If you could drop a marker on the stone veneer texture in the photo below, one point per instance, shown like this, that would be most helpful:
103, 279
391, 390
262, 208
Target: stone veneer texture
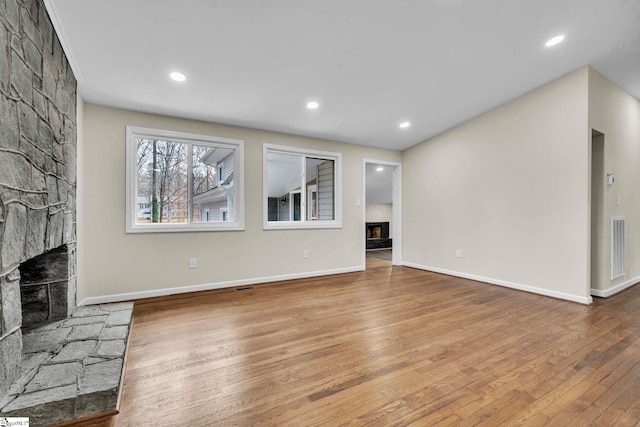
37, 161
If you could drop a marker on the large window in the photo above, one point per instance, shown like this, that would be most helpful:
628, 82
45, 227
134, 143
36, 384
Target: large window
302, 188
183, 182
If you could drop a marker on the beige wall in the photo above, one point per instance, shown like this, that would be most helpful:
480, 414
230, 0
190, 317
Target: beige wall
380, 212
616, 114
116, 263
510, 189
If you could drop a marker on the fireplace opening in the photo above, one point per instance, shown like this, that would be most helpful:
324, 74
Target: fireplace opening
44, 288
377, 235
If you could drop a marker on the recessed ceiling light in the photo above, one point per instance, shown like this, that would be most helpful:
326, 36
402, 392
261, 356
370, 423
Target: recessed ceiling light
554, 40
179, 77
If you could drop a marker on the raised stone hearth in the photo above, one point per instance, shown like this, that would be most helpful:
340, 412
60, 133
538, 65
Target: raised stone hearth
71, 368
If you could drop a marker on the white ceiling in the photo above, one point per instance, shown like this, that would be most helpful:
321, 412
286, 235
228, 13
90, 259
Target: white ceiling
369, 63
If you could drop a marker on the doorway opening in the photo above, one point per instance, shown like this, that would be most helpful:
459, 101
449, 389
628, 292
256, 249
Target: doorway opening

*****

WHAT IS EXPECTED
If a line in the entries includes the word "instance", copy that line out.

RESULT OF THIS EXERCISE
If you could drop a marker on the stone veneer texture in the photo below, one point per instance, shown like this, that would be most helpful:
If you could drop a marker on the large window in the photo above, one point per instance, shown like this, that would be most helpful:
If you could drop a marker on the beige wall in the photo above, one point per instance, shown like this, that would be most helpful:
If you could drop a marker on the fireplace opening in the photo above, one point per instance, shown like this, that would be most helpful:
If you could drop a marker on the recessed ceiling light in the photo above, one point per instance, shown like this, that would be most helpful:
If you could drop a marker on the raised stone hearth in the photo above, one point per instance, shown like this, that would be most helpful:
If you could drop a marker on the white ceiling in the photo above, one point per instance, shown like this, that would be most helpful:
If you could drop a marker on the doorway opening in the photo above, one point per instance, shown like this, that would be most helpful:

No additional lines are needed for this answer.